Task directions: State the count of lines in this material that hold the string "squirrel" and add nothing.

Exercise data:
-*-*-

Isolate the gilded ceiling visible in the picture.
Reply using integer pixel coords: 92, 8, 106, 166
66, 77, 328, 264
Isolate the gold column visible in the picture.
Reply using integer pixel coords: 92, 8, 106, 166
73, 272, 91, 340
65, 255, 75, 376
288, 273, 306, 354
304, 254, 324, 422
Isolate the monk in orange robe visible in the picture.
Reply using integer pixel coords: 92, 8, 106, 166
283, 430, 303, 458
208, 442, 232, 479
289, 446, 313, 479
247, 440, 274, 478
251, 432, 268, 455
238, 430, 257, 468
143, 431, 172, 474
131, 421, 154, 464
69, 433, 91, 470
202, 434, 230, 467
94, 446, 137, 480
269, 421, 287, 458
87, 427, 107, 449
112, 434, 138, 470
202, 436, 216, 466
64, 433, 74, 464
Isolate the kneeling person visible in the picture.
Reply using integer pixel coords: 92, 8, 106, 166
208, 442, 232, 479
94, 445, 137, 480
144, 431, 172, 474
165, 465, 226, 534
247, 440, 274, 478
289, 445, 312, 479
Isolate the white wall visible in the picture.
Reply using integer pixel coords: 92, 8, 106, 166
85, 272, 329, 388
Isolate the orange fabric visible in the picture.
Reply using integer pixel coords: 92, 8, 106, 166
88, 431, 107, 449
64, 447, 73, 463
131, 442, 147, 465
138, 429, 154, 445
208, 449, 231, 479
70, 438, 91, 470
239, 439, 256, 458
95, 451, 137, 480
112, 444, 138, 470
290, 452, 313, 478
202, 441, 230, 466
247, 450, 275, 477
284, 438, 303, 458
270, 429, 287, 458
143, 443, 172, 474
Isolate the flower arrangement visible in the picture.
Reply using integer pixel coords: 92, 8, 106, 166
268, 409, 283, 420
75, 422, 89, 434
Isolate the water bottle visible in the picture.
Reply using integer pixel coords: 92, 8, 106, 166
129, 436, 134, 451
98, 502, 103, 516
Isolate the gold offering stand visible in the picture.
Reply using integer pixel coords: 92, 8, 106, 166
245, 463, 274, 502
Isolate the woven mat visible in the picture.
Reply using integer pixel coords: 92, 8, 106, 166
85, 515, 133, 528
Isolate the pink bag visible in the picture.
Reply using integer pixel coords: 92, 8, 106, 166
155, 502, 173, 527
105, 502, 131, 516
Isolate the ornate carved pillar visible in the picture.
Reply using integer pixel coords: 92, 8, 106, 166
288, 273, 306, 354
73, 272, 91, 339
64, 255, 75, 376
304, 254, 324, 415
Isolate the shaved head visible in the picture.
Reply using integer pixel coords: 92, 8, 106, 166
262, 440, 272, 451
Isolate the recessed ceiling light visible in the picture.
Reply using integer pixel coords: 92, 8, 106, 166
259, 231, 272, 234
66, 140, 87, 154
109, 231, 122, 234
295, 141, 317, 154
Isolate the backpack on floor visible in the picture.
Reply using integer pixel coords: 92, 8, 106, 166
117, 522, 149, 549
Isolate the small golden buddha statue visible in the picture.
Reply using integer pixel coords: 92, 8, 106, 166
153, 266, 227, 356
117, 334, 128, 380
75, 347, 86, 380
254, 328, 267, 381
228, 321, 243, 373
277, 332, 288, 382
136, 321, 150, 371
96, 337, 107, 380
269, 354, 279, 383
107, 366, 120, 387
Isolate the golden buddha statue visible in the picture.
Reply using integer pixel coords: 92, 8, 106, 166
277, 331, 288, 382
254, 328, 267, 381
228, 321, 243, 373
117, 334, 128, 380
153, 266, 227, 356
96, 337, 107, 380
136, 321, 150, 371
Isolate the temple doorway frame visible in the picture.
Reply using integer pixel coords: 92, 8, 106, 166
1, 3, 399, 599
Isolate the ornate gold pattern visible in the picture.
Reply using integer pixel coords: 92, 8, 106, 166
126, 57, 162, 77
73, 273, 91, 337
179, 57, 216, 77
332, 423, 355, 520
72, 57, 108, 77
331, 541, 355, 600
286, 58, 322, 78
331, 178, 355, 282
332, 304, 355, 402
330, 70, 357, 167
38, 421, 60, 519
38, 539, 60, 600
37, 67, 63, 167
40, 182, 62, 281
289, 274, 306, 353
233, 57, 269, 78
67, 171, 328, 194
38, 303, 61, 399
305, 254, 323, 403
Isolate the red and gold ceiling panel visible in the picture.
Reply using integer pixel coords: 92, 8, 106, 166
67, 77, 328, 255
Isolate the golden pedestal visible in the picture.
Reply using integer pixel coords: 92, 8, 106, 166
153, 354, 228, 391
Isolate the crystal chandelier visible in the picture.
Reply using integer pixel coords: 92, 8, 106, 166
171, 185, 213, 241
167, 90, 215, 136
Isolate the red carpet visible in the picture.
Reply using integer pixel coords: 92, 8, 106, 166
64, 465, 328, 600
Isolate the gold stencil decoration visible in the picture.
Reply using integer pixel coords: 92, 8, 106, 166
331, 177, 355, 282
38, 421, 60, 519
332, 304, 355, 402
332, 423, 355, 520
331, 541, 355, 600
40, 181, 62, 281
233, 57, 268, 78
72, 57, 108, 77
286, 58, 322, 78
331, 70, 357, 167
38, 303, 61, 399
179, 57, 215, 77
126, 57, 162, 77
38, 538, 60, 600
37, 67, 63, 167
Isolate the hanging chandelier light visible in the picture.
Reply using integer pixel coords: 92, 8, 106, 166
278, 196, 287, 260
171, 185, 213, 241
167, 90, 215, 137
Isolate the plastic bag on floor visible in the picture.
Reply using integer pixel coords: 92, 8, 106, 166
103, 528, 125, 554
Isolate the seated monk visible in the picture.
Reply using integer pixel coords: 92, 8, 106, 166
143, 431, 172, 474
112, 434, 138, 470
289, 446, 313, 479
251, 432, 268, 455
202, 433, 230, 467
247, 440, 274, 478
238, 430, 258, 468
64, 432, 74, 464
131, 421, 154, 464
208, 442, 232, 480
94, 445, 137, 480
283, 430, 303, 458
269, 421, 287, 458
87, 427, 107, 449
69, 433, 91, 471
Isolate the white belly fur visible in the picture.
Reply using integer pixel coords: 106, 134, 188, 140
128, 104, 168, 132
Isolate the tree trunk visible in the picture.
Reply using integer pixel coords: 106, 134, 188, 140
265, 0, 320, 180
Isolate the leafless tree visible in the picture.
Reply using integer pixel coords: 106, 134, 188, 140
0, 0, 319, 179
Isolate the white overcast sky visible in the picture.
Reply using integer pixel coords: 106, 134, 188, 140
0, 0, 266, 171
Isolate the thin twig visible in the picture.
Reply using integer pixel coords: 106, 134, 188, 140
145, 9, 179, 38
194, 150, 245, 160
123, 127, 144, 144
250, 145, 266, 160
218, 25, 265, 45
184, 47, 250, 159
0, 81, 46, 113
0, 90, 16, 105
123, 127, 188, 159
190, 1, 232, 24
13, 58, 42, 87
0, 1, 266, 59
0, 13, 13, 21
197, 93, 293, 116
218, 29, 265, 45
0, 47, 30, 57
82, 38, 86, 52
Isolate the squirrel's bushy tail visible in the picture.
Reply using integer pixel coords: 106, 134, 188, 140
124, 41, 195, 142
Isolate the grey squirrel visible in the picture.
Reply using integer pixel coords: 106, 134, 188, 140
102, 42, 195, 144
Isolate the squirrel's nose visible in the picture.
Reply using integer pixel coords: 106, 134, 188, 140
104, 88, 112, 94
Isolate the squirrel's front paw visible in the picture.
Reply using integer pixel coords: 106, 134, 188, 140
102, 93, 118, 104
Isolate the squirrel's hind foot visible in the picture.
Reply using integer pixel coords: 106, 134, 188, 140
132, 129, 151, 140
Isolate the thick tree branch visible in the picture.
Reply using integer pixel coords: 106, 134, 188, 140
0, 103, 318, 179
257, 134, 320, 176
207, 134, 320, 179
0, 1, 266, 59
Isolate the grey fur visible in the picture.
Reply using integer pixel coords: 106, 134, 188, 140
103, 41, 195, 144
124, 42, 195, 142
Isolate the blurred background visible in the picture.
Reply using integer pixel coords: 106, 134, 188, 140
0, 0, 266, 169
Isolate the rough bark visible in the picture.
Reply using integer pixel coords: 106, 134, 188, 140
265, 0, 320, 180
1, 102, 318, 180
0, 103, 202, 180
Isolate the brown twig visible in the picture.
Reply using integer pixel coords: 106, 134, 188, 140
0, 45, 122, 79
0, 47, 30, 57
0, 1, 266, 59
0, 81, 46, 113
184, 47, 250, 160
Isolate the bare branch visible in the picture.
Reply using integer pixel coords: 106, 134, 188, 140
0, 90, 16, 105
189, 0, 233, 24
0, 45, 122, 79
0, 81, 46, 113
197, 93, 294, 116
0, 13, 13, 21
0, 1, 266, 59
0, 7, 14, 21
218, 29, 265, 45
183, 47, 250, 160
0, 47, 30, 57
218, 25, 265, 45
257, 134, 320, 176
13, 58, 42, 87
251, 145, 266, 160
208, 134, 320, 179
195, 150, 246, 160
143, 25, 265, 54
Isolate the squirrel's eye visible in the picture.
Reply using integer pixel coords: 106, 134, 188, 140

-*-*-

Result of the task: 6